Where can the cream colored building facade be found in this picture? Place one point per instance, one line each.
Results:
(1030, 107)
* * * * * * * * *
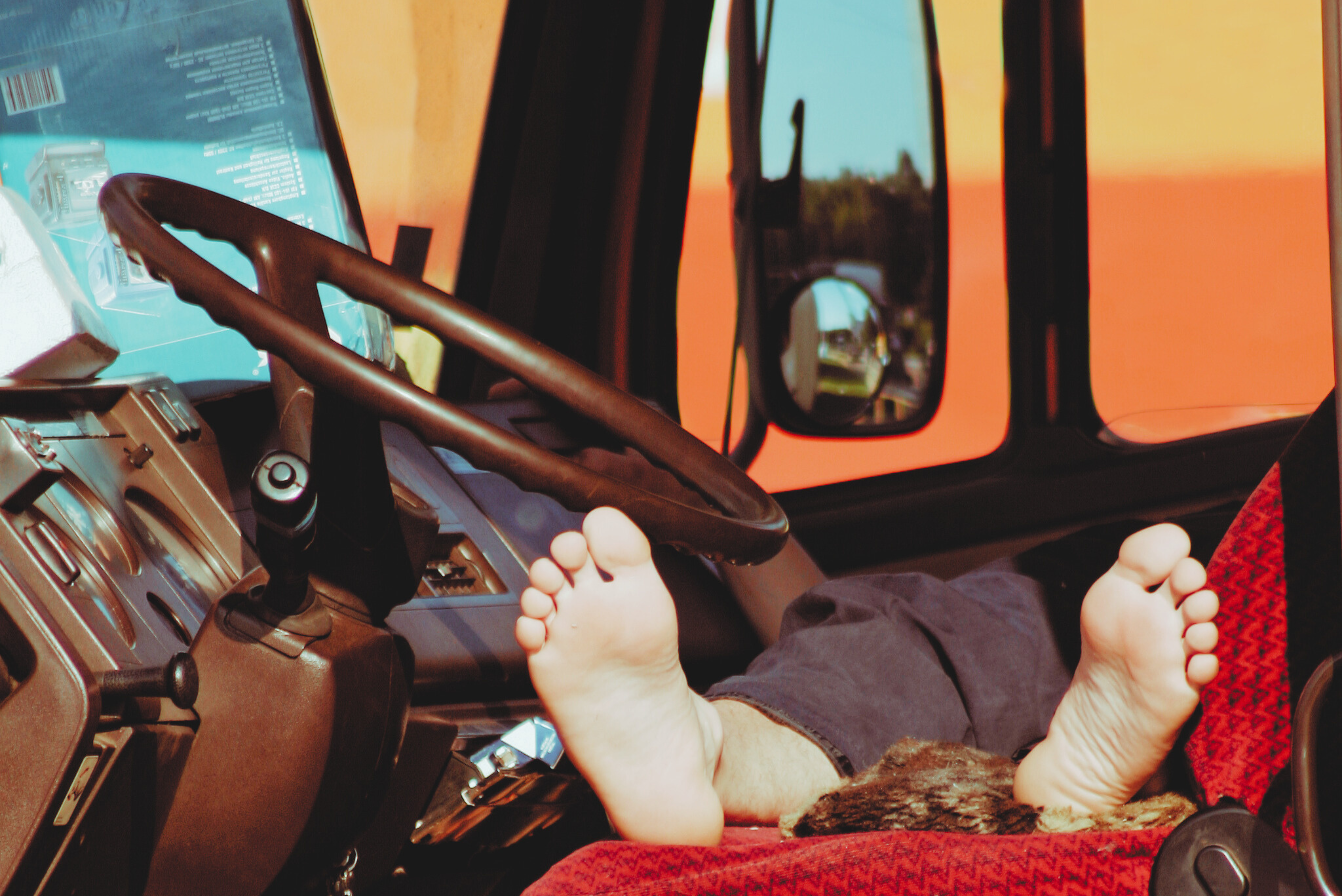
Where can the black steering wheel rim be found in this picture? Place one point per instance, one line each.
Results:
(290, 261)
* * * * * * * * *
* What you have to do
Reproduce the data word for word, beginning at the line that contains "Where can the cream" and ending after the line that contains "(1030, 107)". Include both of those lines and nothing else.

* Task output
Where can the cream colored building facade be found in this picture? Place one point per instance, one line each.
Results:
(1030, 107)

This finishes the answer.